# WKORV North First Phase Completion Date



## Steve Hank (Jan 30, 2006)

Does anybody know when the first phase of the Westin Kaanapail Ocean Resort Villas North is supposed to be completed?  We are owners at the original resort and we are wondering if the new resort and the great pools that will be associated it will be open when we go in July.  They had started construction when we were there last July, but we are wondering when it will be open.  Any information that you have would be appreicated.

Thanks,

Steve


----------



## DeniseM (Jan 30, 2006)

Oh no, they won't have anything done in July...I am going to say 2007?  There are pictures on the website that show they have barely started construction - scroll down to the bottom of the page and click on *View the latest construction pictures.* - WKORV


----------



## Negma (Jan 30, 2006)

We were told yesterday that you can begin booking June of '07. Of course that was from the salesperson who is till trying to get us to go for OV ! Note OV is not available until early '08.


----------



## migun22co (Jan 30, 2006)

Steve Hank said:
			
		

> Does anybody know when the first phase of the Westin Kaanapail Ocean Resort Villas North is supposed to be completed?  We are owners at the original resort and we are wondering if the new resort and the great pools that will be associated it will be open when we go in July.  They had started construction when we were there last July, but we are wondering when it will be open.  Any information that you have would be appreicated.
> 
> Thanks,
> 
> Steve


 

We were there two weeks ago and bought in the norh villas. they said 2008 was when they'd be ready, if i recall correctly. most of the framing for all buildings is done or close to being done, but they've got a long way to go for everything else.
--m


----------



## chrisfromOC (Jan 30, 2006)

Definitely a slow construction process, as I was also told that they won't be open til 2008.  Somehow Marriott is going to have their new tower up and operating by summer 2007, and they haven't even broken ground yet.


----------



## DavidnRobin (Jan 30, 2006)

we were told - early 2007 for the OF units - this came from a sales person in Dec.


----------



## ripshion (Jan 30, 2006)

Steve Hank said:
			
		

> Does anybody know when the first phase of the Westin Kaanapail Ocean Resort Villas North is supposed to be completed?  We are owners at the original resort and we are wondering if the new resort and the great pools that will be associated it will be open when we go in July.  They had started construction when we were there last July, but we are wondering when it will be open.  Any information that you have would be appreicated.
> 
> Thanks,
> 
> Steve



I walked through the resort last week.  They have (2) Derricks erected and it seems like they are working on the foundation, nothing was framed.  There is no way they will be done by July!


----------

## Data lines:
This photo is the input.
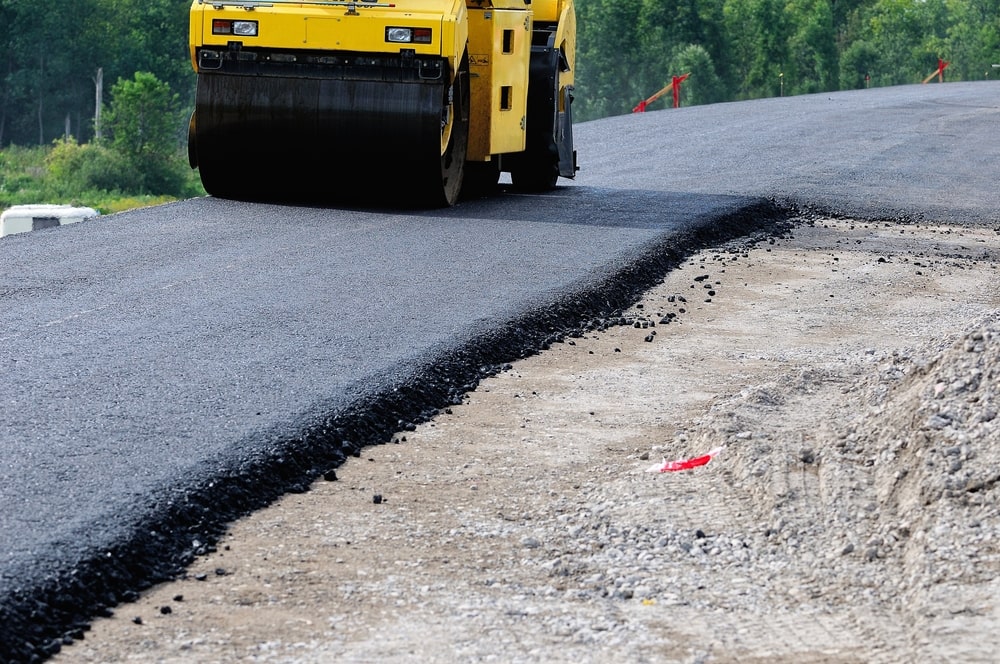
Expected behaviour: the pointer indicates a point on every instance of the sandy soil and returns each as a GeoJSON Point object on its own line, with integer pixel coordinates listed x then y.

## Direction:
Return, word for word, everything in the resort construction thread above from "Oh no, they" down to "until early '08.".

## Output below:
Oh no, they won't have anything done in July...I am going to say 2007?  There are pictures on the website that show they have barely started construction - scroll down to the bottom of the page and click on *View the latest construction pictures.* - WKORV


----------



## Negma (Jan 30, 2006)

We were told yesterday that you can begin booking June of '07. Of course that was from the salesperson who is till trying to get us to go for OV ! Note OV is not available until early '08.